→ **WHAT TO PRODUCE**:
These records contain pictures, which must be left out; copy exactly the lines from the one with "Return one point per instance of the column" up to and including the one with "Return one point per instance of the rectangular".

→ **DATA SUPPLIED**:
-- -- --
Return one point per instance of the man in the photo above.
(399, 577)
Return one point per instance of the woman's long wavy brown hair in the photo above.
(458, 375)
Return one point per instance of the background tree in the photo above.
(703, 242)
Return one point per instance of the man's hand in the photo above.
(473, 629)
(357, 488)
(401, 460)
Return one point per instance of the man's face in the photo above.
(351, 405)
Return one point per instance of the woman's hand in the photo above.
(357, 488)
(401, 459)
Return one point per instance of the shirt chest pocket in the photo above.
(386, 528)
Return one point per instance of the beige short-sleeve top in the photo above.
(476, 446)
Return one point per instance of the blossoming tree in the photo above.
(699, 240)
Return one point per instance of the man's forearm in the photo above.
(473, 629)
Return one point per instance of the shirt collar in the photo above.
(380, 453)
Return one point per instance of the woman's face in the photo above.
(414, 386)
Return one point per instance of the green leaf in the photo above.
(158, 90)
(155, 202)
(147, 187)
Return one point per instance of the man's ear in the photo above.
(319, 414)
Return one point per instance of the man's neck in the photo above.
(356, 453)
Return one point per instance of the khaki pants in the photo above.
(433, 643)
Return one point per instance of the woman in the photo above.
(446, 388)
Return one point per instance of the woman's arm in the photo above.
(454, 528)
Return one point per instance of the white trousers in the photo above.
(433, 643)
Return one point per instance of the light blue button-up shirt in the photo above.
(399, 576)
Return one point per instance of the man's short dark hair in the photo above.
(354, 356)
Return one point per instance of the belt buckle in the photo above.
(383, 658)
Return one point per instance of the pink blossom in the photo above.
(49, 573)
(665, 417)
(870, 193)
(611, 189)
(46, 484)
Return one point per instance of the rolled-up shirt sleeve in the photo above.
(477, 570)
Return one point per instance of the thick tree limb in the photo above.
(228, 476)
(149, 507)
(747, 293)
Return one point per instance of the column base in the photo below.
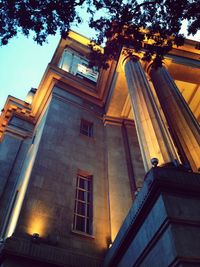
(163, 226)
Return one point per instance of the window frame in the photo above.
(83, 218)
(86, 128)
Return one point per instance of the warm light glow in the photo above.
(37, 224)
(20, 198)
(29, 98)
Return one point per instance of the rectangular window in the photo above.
-- -- --
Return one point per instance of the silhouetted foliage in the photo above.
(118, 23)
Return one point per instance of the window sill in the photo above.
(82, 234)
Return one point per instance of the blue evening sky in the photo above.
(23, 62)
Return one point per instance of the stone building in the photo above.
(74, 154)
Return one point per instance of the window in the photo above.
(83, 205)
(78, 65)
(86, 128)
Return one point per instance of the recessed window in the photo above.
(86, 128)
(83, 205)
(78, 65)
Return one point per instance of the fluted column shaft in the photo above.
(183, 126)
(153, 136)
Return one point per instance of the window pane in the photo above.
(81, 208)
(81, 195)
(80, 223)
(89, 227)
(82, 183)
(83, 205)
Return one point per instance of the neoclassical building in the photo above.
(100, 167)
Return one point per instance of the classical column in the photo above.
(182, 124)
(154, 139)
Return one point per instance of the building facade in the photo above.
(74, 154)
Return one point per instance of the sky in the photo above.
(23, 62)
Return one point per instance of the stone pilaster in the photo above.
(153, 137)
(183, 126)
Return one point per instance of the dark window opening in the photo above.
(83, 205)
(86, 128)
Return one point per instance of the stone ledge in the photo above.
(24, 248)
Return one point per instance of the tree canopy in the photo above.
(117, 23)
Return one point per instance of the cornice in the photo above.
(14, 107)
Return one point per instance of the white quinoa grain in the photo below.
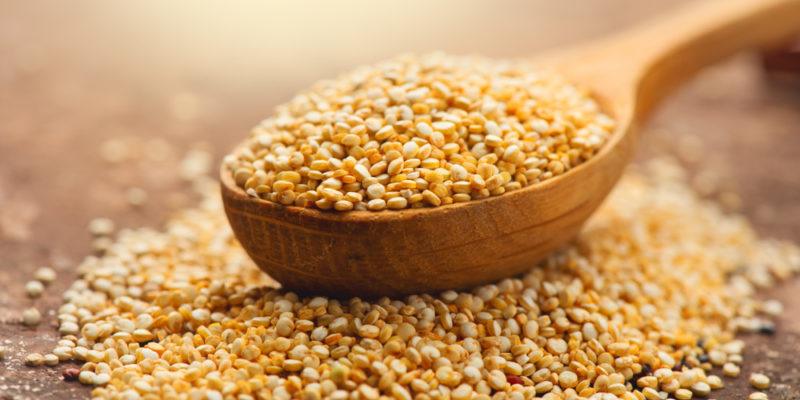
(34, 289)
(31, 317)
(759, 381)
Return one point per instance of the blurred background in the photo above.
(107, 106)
-- -- --
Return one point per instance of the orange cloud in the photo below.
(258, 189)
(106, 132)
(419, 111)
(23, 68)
-- -- --
→ **RESULT BELOW**:
Return one point per instance of the column base in the photo below.
(163, 226)
Return one point per instance of the window frame in the photo above.
(83, 218)
(86, 128)
Return one point per instance of the warm light glow in the photo above.
(37, 224)
(20, 198)
(29, 98)
Return one point per instance of the rectangular window in the photo above.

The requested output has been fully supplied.